_Texto_:

Por una cuestión de husos horarios y de peso específico de la ciudad en si, es habitual considerar a Sydney como la primera referencia de un cambio de año.
Sucedió hace pocas horas y sucedió también, y de manera sobresaliente, en ocasión del Milenio.
Aquella vez, cómo está, la capital de Nueva Galés del Sur le puso un brillo especial a la noche de Año Nuevo, fundamentalmente, al extraordinario espectáculo de fuegos artificiales con la Ópera House y, sobre todo, el Sydney Harbour Bridge como escenario de excepción.
Ubicación en el mapa, prestigio urbano y distinción escenográfica representan el combo ideal para que las imágenes que llegan de la costa sudeste australiana invadan las señales de noticias del resto del planeta que espera, copa en mano, que suene la sirena del minuto cero del año por venir.
Poco menos de un año después del 1 de enero de 2000, en ocasión de la Ceremonia de Clausura de los Juegos Olímpicos de ese año, también en Sydney, obviamente, los organizadores aprovecharon esos mismos espacios como parte del denominado show de fuegos artificiales desplegado a lo largo de la mayor cantidad de kilómetros de la historia.
Fueron más de trece kilómetros -esa es la distancia entre el famoso puente y el Estadio Olimpico- de uno de los más fastuosos espectáculos atestiguados por el movimiento de los anillos fuera de las pistas, las piletas y las arenas.

_Registros mostrados_:
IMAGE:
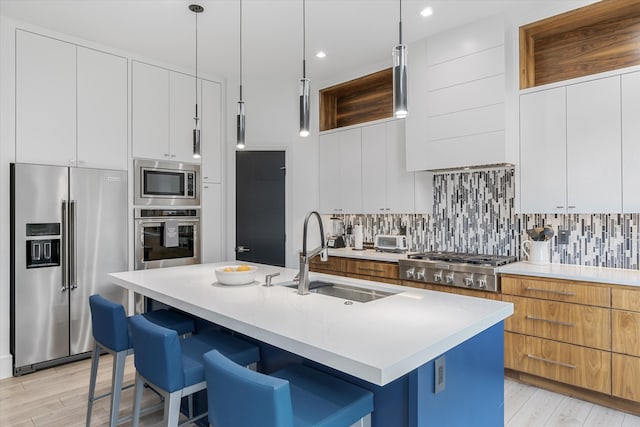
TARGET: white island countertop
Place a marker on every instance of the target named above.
(377, 341)
(613, 276)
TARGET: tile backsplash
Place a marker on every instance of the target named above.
(475, 212)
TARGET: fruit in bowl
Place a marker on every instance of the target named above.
(236, 274)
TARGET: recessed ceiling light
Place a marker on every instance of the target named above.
(427, 11)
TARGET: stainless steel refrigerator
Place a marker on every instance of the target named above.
(68, 230)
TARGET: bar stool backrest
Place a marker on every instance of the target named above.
(109, 323)
(240, 397)
(158, 355)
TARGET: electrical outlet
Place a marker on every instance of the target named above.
(440, 374)
(563, 237)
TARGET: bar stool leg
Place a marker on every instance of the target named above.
(95, 358)
(117, 377)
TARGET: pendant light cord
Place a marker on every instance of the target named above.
(196, 85)
(240, 50)
(304, 40)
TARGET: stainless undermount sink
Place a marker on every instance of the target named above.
(347, 292)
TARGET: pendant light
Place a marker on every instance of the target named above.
(240, 119)
(196, 9)
(400, 75)
(304, 81)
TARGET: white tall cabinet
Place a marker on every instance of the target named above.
(571, 151)
(630, 142)
(71, 104)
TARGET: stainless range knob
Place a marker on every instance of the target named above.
(409, 273)
(482, 282)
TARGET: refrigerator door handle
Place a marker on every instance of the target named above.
(73, 276)
(65, 270)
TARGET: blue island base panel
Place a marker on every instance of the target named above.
(473, 393)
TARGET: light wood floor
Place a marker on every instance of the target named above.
(58, 397)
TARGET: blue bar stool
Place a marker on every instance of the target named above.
(111, 334)
(174, 367)
(294, 396)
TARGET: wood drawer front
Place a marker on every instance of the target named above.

_Tareas_:
(1) Según el texto sobre Sydney, ¿qué distancia hay entre el famoso puente y el Estadio Olímpico?
(2) Transcribe, por favor, un fragmento del texto sobre Sydney: empieza en las palabras "Aquella vez, cómo" y detente después de "año por venir.".
Los registros no tienen relación con el texto.

_Respuestas_:
(1) Más de trece kilómetros.

(2)
Aquella vez, cómo está, la capital de Nueva Galés del Sur le puso un brillo especial a la noche de Año Nuevo, fundamentalmente, al extraordinario espectáculo de fuegos artificiales con la Ópera House y, sobre todo, el Sydney Harbour Bridge como escenario de excepción.
Ubicación en el mapa, prestigio urbano y distinción escenográfica representan el combo ideal para que las imágenes que llegan de la costa sudeste australiana invadan las señales de noticias del resto del planeta que espera, copa en mano, que suene la sirena del minuto cero del año por venir.